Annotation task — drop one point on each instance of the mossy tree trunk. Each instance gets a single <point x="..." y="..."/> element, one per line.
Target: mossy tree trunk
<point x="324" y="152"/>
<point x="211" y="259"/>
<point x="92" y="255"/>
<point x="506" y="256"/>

Détails du problème ->
Réécrivez toutes les lignes de chaque item en remplaçant « mossy tree trunk » par « fallen log », sans rien modifier d'autre.

Réponse proposée ->
Annotation task — drop one point on each instance of the fallen log. Each instance gets a single <point x="..." y="..."/> element, one per line.
Target: fallen log
<point x="324" y="152"/>
<point x="211" y="259"/>
<point x="92" y="255"/>
<point x="506" y="256"/>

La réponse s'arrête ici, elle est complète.